- _Dataset rows_
---

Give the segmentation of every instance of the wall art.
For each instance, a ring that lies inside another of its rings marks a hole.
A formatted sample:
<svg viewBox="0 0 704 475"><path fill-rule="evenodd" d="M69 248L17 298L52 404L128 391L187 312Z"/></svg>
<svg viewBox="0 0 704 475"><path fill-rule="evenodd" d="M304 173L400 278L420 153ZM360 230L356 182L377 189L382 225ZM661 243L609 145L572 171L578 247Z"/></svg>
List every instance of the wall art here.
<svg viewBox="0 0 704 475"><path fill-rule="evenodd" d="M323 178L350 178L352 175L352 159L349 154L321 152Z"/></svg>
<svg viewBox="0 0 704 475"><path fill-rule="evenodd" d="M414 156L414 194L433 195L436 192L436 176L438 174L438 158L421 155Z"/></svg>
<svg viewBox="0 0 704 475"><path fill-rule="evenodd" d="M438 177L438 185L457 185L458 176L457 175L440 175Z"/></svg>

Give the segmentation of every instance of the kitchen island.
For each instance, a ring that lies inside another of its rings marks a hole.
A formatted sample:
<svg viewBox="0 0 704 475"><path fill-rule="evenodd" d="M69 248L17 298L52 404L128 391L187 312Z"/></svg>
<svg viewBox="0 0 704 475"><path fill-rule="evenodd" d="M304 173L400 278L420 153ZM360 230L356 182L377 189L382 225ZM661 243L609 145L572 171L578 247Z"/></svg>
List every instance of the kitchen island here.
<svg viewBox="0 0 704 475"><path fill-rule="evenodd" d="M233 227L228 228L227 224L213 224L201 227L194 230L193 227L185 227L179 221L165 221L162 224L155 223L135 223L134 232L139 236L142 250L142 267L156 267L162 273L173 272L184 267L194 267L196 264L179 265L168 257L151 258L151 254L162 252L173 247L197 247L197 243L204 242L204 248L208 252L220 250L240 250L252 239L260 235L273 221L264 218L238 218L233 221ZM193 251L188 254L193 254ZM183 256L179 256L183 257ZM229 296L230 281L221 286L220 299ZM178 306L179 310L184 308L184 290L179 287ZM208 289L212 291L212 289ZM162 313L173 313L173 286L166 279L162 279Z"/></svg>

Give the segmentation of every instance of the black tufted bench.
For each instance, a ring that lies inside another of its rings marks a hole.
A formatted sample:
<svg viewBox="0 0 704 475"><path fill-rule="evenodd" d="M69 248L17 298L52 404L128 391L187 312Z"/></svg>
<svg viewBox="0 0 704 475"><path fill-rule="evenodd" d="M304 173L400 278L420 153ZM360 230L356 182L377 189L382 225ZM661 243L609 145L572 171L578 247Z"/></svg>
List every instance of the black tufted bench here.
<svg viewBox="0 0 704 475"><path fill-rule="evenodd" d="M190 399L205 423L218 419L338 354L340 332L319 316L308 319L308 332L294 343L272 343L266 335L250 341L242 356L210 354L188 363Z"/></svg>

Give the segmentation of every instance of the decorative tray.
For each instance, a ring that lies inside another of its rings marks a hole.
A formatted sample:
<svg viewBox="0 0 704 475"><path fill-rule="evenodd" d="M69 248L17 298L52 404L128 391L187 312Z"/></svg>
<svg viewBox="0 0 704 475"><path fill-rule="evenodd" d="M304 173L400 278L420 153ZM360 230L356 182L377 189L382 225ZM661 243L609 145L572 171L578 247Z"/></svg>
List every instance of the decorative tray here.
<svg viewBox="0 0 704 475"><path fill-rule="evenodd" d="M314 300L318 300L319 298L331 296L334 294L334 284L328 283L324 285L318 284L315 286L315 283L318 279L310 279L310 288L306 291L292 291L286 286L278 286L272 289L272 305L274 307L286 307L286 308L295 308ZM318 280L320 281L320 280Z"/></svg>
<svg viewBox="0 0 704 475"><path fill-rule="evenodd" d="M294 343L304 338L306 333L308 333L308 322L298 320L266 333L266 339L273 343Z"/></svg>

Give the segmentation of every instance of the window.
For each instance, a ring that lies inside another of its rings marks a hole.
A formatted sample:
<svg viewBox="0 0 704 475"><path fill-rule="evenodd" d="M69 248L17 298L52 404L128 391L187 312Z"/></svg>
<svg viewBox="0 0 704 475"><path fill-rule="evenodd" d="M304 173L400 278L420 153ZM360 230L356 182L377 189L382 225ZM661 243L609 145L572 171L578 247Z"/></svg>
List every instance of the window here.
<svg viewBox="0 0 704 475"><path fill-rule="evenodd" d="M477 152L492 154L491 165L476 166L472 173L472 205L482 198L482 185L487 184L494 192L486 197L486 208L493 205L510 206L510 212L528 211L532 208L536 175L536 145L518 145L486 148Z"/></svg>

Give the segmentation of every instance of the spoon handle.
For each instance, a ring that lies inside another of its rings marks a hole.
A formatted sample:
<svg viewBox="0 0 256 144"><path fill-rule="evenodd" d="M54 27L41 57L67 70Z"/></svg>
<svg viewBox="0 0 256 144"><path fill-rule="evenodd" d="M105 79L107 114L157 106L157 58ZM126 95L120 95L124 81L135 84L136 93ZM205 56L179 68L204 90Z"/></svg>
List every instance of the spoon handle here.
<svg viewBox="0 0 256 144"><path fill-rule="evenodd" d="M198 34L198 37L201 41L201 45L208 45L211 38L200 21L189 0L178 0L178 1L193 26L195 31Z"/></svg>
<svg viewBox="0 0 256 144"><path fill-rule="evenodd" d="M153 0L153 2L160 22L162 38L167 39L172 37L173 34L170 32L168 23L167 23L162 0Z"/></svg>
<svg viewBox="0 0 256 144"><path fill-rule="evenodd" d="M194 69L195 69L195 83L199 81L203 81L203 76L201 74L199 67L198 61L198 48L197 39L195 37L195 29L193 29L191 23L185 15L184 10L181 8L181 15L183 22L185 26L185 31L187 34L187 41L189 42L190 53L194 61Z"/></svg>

---

- _Task directions_
Write out the data again, exactly and in full.

- _Output of the task_
Give the segmentation of every instance of the wall art.
For each instance, a ring that lies inside another of its rings marks a hole.
A formatted sample:
<svg viewBox="0 0 704 475"><path fill-rule="evenodd" d="M69 248L17 298L52 404L128 391L187 312Z"/></svg>
<svg viewBox="0 0 704 475"><path fill-rule="evenodd" d="M304 173L400 278L420 153ZM360 230L356 182L377 189L382 225ZM661 243L609 145L572 171L578 247Z"/></svg>
List every instance of the wall art here.
<svg viewBox="0 0 704 475"><path fill-rule="evenodd" d="M323 178L350 178L352 175L352 159L349 154L321 152Z"/></svg>
<svg viewBox="0 0 704 475"><path fill-rule="evenodd" d="M414 156L414 194L433 195L436 192L436 176L438 174L438 158L421 155Z"/></svg>
<svg viewBox="0 0 704 475"><path fill-rule="evenodd" d="M438 177L438 185L457 185L458 176L457 175L440 175Z"/></svg>

Give the segmentation of every instance of the kitchen island.
For each instance, a ring that lies inside another of its rings marks a hole.
A formatted sample:
<svg viewBox="0 0 704 475"><path fill-rule="evenodd" d="M69 248L17 298L52 404L128 391L187 312Z"/></svg>
<svg viewBox="0 0 704 475"><path fill-rule="evenodd" d="M304 173L400 278L420 153ZM360 230L356 182L377 189L382 225ZM661 243L609 145L572 171L578 247Z"/></svg>
List every instance of the kitchen island here.
<svg viewBox="0 0 704 475"><path fill-rule="evenodd" d="M233 227L228 228L227 224L213 224L201 227L194 230L193 227L185 227L179 221L165 221L162 224L155 223L135 223L134 232L139 236L142 250L142 267L156 267L162 273L173 272L184 267L194 267L196 264L179 265L168 257L151 258L151 254L162 252L173 247L197 247L197 243L204 242L204 248L208 252L220 250L240 250L252 239L260 235L273 221L264 218L238 218L233 221ZM193 251L188 254L193 254ZM183 256L179 256L183 257ZM229 296L230 281L221 286L220 299ZM178 306L179 310L184 308L184 290L179 287ZM208 289L212 291L212 289ZM162 313L173 313L173 286L166 279L162 279Z"/></svg>

Give the segmentation of every instance of the black tufted bench.
For each instance, a ring that lies inside another of its rings marks a hole.
A formatted sample:
<svg viewBox="0 0 704 475"><path fill-rule="evenodd" d="M69 248L17 298L52 404L128 391L187 312Z"/></svg>
<svg viewBox="0 0 704 475"><path fill-rule="evenodd" d="M304 173L400 278L420 153ZM360 230L356 182L377 189L382 225ZM661 243L609 145L572 171L578 247Z"/></svg>
List every instance of the black tufted bench here.
<svg viewBox="0 0 704 475"><path fill-rule="evenodd" d="M190 399L205 423L218 419L338 354L340 332L319 316L308 319L308 332L294 343L272 343L266 335L250 341L242 356L210 354L188 363Z"/></svg>

Give the segmentation of every instance of the decorative tray.
For each instance, a ring that lies inside another of its rings marks a hole.
A formatted sample:
<svg viewBox="0 0 704 475"><path fill-rule="evenodd" d="M69 248L17 298L52 404L128 391L187 312Z"/></svg>
<svg viewBox="0 0 704 475"><path fill-rule="evenodd" d="M304 173L400 278L420 153ZM360 230L356 182L377 189L382 225ZM661 243L609 145L572 171L578 247Z"/></svg>
List every instance of the decorative tray here.
<svg viewBox="0 0 704 475"><path fill-rule="evenodd" d="M314 300L318 300L319 298L331 296L334 294L334 284L328 283L324 285L318 284L315 286L315 283L318 279L310 279L310 288L306 291L292 291L286 286L278 286L272 289L272 305L274 307L286 307L286 308L295 308ZM318 280L320 281L320 280Z"/></svg>
<svg viewBox="0 0 704 475"><path fill-rule="evenodd" d="M294 343L304 338L306 333L308 333L308 322L298 320L266 333L266 339L273 343Z"/></svg>

Give the segmentation of every instance of the window.
For each instance, a ring that lies inside another of its rings marks a hole.
A formatted sample:
<svg viewBox="0 0 704 475"><path fill-rule="evenodd" d="M69 248L17 298L52 404L128 391L187 312Z"/></svg>
<svg viewBox="0 0 704 475"><path fill-rule="evenodd" d="M304 173L400 278L420 153ZM360 230L356 182L377 189L382 225ZM661 243L609 145L572 171L578 247Z"/></svg>
List every instance of the window here.
<svg viewBox="0 0 704 475"><path fill-rule="evenodd" d="M477 152L492 154L491 165L476 166L472 173L472 205L482 198L482 185L487 184L494 192L486 197L486 208L493 205L510 206L510 212L528 211L532 208L536 175L536 145L518 145L486 148Z"/></svg>

Give the segmentation of every instance of the spoon handle.
For each instance, a ring that lies inside another of its rings marks a hole.
A formatted sample:
<svg viewBox="0 0 256 144"><path fill-rule="evenodd" d="M54 27L41 57L67 70Z"/></svg>
<svg viewBox="0 0 256 144"><path fill-rule="evenodd" d="M105 79L107 114L157 106L157 58ZM126 95L120 95L124 81L135 84L136 93ZM205 56L179 68L204 90Z"/></svg>
List every instance of the spoon handle here.
<svg viewBox="0 0 256 144"><path fill-rule="evenodd" d="M198 34L198 37L201 41L201 45L208 45L211 38L200 21L189 0L178 0L178 1L193 26L195 31Z"/></svg>
<svg viewBox="0 0 256 144"><path fill-rule="evenodd" d="M153 0L153 2L160 22L162 38L167 39L172 37L173 34L170 32L168 23L167 23L162 0Z"/></svg>
<svg viewBox="0 0 256 144"><path fill-rule="evenodd" d="M194 69L195 69L195 83L199 81L203 81L203 76L201 74L199 67L198 61L198 48L197 39L195 37L195 29L193 29L191 23L185 15L184 10L181 8L181 15L183 22L185 26L185 31L187 34L187 41L189 42L190 53L194 61Z"/></svg>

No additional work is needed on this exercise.